### What is required:
Reproduce every row below word for word, leaving the picture out of your copy.

### Recorded data:

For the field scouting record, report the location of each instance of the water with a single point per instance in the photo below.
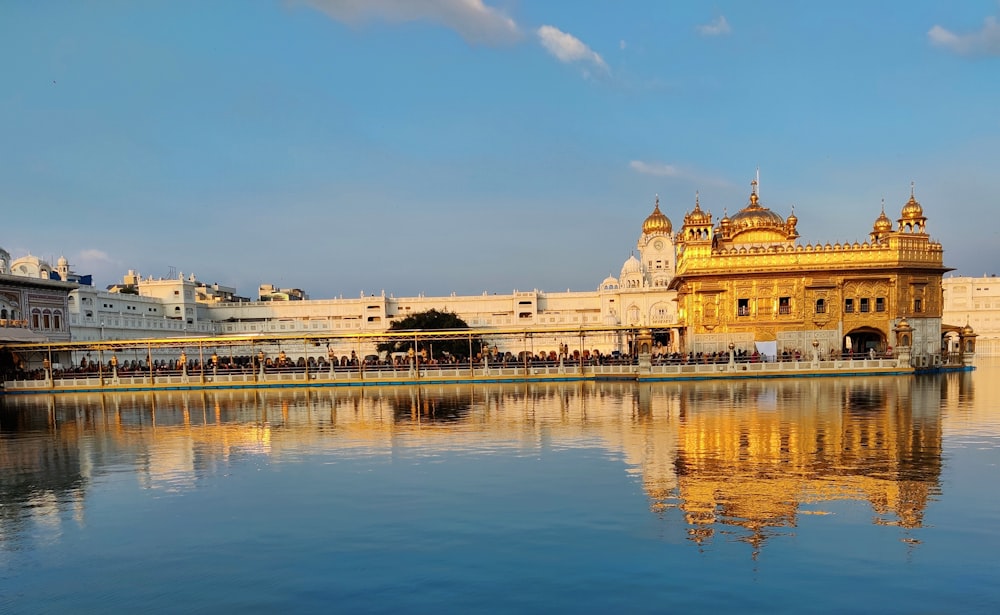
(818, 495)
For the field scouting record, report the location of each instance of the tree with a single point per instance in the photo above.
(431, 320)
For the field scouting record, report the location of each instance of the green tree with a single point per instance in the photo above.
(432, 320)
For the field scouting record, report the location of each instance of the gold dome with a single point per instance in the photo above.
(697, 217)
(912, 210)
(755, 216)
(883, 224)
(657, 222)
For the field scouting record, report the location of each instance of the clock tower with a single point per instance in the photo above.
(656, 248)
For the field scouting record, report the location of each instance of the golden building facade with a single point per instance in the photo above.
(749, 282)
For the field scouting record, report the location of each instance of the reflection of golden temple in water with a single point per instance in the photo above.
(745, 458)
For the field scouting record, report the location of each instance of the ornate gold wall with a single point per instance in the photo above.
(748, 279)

### Task solution:
For the field scouting record, report the location of each instance of the water with a single point per instance in the photo below.
(818, 495)
For the field scouting record, report the location of each instance of the tree with a single point per instance in the photo above.
(431, 320)
For the field scouting record, report the location of each instance of the green tree with a single point per instance in the photo above.
(432, 320)
For the field scouting record, report the location of each instance of the gold dome with a single point per instance in the photo above.
(697, 217)
(912, 210)
(755, 216)
(883, 224)
(657, 222)
For the field scouting record, report the location of each instance of the clock tower with a single point per instance in the photo above.
(656, 248)
For the field scouting record, report the location of each instance of the golden building facade with a single point per instance in the photo above.
(749, 282)
For the field scouting record, report the location of each instance of the reflection of golden temple in water with a single point per instance in the photo above.
(745, 458)
For the field scouting record, report the location of each instance of the ornate gold wall with a single point per instance in the photo above.
(748, 279)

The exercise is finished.